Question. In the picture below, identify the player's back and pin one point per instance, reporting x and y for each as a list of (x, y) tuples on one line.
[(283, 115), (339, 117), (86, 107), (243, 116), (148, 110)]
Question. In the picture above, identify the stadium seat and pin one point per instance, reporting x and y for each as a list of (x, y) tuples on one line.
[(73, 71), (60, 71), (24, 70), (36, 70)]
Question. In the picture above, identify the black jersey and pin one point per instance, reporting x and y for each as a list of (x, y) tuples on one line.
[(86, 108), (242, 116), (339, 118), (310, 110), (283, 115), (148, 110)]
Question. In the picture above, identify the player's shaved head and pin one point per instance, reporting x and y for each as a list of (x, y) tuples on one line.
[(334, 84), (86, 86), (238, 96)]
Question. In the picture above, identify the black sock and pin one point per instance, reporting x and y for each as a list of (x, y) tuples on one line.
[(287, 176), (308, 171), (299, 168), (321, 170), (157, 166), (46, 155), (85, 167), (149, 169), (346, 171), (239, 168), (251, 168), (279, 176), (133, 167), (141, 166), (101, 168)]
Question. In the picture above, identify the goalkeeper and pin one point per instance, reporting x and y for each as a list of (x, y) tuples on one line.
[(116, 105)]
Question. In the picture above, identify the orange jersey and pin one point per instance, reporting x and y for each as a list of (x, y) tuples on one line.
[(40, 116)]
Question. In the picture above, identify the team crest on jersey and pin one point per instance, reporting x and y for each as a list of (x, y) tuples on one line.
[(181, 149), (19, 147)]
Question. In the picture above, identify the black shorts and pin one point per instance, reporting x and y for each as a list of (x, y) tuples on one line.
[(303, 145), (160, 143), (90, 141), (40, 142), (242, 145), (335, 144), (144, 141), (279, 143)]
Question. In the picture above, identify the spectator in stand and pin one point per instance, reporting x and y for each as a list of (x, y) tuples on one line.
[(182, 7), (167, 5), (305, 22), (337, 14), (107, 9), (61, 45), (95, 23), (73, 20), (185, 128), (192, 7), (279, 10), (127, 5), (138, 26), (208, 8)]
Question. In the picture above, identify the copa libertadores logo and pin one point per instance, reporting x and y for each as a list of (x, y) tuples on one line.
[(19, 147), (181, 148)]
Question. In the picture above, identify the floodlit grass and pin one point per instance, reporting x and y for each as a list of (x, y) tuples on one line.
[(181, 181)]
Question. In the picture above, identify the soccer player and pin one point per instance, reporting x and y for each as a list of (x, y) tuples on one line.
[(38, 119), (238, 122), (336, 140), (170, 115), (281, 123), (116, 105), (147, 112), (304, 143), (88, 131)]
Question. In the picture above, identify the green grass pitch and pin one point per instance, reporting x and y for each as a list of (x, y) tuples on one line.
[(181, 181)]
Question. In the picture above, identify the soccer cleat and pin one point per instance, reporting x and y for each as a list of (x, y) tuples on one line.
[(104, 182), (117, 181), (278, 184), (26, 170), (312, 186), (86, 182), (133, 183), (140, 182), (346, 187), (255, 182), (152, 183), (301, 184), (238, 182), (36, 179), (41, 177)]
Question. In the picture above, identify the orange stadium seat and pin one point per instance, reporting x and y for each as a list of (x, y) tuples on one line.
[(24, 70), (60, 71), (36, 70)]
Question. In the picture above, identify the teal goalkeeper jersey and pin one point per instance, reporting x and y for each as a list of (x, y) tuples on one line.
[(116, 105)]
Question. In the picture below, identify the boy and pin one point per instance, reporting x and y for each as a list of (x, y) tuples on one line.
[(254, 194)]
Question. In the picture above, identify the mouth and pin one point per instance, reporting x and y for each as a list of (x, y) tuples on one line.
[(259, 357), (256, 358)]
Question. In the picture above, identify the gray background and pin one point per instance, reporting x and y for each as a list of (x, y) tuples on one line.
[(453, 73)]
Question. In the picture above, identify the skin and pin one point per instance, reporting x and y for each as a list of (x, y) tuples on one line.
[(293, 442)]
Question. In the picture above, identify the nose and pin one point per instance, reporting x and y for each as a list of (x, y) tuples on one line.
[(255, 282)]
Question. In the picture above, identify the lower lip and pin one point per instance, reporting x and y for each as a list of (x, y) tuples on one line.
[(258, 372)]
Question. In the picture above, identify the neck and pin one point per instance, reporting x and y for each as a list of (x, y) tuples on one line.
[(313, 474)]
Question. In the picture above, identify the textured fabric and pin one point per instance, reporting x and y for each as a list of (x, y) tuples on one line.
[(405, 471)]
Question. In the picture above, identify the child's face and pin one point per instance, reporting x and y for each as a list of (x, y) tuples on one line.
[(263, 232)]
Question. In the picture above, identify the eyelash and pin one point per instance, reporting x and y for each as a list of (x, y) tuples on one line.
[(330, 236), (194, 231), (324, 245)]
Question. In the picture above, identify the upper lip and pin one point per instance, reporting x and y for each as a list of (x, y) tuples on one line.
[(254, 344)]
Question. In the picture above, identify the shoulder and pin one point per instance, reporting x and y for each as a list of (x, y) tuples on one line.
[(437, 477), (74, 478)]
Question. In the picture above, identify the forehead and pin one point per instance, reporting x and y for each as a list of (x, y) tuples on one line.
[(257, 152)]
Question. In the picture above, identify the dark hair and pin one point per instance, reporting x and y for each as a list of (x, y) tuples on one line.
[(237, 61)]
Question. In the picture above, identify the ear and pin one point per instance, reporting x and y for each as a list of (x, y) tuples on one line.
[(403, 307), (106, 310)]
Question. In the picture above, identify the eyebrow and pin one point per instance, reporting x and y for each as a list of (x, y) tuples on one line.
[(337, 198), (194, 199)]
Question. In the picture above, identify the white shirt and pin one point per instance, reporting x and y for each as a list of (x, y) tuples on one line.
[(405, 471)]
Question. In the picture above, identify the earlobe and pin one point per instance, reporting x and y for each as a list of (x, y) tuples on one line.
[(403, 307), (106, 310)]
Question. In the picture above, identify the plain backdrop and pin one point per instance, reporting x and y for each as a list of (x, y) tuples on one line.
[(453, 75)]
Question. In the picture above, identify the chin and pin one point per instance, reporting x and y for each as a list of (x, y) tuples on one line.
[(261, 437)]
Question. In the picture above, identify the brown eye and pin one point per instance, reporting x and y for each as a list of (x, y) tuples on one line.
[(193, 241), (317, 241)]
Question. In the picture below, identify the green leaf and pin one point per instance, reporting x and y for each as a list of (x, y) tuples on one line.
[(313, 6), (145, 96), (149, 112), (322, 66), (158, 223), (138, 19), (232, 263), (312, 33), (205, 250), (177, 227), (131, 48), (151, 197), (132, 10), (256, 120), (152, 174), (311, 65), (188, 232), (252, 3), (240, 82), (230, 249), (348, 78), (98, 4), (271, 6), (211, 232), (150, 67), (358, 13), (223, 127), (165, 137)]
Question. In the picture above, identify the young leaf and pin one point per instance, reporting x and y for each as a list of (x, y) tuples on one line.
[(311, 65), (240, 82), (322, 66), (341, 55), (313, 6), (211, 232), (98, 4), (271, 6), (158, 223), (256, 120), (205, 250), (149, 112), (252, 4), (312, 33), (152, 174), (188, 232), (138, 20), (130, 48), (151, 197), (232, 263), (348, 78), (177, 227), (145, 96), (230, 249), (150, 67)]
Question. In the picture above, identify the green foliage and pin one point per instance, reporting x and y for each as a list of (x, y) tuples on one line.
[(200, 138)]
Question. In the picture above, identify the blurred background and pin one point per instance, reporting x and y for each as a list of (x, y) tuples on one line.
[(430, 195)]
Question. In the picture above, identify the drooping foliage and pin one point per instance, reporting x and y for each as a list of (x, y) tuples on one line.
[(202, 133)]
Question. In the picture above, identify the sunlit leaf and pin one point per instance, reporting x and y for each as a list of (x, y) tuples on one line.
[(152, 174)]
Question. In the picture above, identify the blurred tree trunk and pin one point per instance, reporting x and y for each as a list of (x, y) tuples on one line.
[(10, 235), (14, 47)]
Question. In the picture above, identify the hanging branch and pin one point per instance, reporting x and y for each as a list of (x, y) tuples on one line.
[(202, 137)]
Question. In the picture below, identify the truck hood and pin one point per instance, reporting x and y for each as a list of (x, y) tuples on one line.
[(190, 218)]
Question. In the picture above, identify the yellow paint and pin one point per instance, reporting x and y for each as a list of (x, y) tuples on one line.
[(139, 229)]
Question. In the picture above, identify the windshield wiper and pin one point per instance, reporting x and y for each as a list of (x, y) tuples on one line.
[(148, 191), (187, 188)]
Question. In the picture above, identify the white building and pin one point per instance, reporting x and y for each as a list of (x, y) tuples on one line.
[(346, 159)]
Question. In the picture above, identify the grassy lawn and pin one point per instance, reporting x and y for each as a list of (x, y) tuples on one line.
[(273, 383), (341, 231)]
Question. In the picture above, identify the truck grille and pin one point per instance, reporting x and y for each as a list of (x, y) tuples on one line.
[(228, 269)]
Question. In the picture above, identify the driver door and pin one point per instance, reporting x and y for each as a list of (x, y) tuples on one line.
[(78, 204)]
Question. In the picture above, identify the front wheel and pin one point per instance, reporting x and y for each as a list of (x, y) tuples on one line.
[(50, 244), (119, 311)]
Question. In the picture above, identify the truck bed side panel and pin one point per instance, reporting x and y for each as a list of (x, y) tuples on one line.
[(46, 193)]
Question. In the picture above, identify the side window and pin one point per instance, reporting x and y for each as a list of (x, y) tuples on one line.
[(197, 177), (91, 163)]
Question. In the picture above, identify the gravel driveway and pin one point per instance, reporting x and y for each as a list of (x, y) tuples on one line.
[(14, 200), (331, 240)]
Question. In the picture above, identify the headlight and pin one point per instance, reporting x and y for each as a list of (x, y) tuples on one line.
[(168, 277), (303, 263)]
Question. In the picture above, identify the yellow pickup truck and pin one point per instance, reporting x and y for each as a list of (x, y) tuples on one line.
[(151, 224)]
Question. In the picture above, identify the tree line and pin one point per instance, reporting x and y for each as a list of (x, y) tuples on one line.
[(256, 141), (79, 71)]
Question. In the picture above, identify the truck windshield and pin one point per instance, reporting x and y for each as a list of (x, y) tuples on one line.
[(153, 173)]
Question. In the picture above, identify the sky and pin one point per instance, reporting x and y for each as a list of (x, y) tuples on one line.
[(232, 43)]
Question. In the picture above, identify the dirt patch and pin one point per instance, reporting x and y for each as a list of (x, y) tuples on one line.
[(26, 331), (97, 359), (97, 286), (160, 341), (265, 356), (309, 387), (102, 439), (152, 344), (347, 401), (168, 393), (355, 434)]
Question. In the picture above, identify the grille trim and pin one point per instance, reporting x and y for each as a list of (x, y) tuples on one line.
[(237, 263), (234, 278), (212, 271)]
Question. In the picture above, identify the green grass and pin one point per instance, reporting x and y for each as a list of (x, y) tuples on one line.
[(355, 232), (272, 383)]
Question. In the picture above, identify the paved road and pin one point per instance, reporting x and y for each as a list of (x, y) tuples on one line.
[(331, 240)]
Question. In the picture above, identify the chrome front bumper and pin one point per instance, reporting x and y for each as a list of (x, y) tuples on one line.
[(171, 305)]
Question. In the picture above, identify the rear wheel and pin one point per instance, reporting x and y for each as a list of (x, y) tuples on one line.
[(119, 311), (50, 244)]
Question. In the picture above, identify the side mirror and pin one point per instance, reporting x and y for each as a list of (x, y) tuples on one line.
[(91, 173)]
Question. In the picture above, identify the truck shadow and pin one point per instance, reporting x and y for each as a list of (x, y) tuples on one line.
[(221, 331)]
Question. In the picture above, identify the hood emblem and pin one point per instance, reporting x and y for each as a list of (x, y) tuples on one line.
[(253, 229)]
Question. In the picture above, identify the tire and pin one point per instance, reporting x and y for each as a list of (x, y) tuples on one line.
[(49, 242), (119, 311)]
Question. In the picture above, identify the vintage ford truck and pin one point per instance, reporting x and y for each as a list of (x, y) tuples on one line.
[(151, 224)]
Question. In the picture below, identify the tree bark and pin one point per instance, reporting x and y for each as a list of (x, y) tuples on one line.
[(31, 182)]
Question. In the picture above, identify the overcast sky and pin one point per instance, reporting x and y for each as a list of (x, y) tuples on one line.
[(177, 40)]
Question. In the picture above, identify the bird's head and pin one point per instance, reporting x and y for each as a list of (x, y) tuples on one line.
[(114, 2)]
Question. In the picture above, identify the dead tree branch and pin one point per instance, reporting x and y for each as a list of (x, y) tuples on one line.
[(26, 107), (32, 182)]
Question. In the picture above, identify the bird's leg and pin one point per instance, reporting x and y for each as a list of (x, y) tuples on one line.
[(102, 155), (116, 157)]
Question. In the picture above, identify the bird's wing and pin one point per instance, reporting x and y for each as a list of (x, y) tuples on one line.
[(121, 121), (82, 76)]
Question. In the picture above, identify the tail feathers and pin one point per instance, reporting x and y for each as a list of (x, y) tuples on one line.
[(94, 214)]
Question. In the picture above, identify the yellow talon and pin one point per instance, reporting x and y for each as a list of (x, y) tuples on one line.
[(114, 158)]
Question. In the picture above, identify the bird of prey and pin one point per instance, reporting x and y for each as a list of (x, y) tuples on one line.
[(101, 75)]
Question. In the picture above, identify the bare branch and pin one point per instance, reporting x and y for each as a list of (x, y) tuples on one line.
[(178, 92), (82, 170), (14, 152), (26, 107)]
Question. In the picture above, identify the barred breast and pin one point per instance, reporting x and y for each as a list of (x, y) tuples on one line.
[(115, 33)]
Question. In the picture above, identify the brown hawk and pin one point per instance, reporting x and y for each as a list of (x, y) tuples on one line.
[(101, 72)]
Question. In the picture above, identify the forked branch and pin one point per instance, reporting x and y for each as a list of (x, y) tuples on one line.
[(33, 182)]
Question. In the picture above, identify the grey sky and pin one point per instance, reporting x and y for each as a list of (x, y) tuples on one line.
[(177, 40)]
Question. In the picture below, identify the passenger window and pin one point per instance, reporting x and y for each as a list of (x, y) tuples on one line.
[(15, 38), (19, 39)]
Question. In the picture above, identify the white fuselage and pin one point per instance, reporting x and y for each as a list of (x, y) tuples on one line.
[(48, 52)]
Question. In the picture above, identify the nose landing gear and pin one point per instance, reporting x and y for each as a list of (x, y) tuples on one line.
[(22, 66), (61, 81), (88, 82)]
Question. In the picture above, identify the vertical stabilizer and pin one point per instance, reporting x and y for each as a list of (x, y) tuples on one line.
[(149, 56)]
++++++
- Deine Aufgabe
Schreibe aus den Datensätzen oben den Abschnitt Zeichen für Zeichen ab, der mit dem Beginn der Datensätze anfängt und mit der Zeile endet, die "141), (279, 143)]" enthält. Beide Enden gehören dazu.

- Lösung der Aufgabe
Question. In the picture below, identify the player's back and pin one point per instance, reporting x and y for each as a list of (x, y) tuples on one line.
[(283, 115), (339, 117), (86, 107), (243, 116), (148, 110)]
Question. In the picture above, identify the stadium seat and pin one point per instance, reporting x and y for each as a list of (x, y) tuples on one line.
[(73, 71), (60, 71), (24, 70), (36, 70)]
Question. In the picture above, identify the black jersey and pin one point per instance, reporting x and y for each as a list of (x, y) tuples on one line.
[(86, 108), (242, 116), (339, 118), (310, 110), (283, 115), (148, 110)]
Question. In the picture above, identify the player's shaved head and pin one point per instance, reporting x and y for each as a list of (x, y) tuples on one line.
[(334, 84), (86, 86), (238, 96)]
Question. In the picture above, identify the black sock and pin one point per instance, reporting x and y for each as a list of (x, y) tuples on one line.
[(287, 176), (308, 171), (299, 168), (321, 170), (157, 166), (46, 155), (85, 167), (149, 169), (346, 171), (239, 168), (251, 168), (279, 176), (133, 167), (141, 166), (101, 168)]
Question. In the picture above, identify the goalkeeper and pin one point per instance, reporting x and y for each as a list of (x, y) tuples on one line.
[(116, 105)]
Question. In the picture above, identify the orange jersey and pin one point per instance, reporting x and y for each as a list of (x, y) tuples on one line.
[(40, 116)]
Question. In the picture above, identify the team crest on jersey and pin one point per instance, reporting x and y for each as a list of (x, y) tuples on one line.
[(181, 149), (19, 147)]
Question. In the picture above, identify the black shorts and pin one point per instance, reporting x and y for each as a list of (x, y) tuples on one line.
[(303, 145), (160, 143), (90, 141), (40, 142), (242, 145), (335, 144), (144, 141), (279, 143)]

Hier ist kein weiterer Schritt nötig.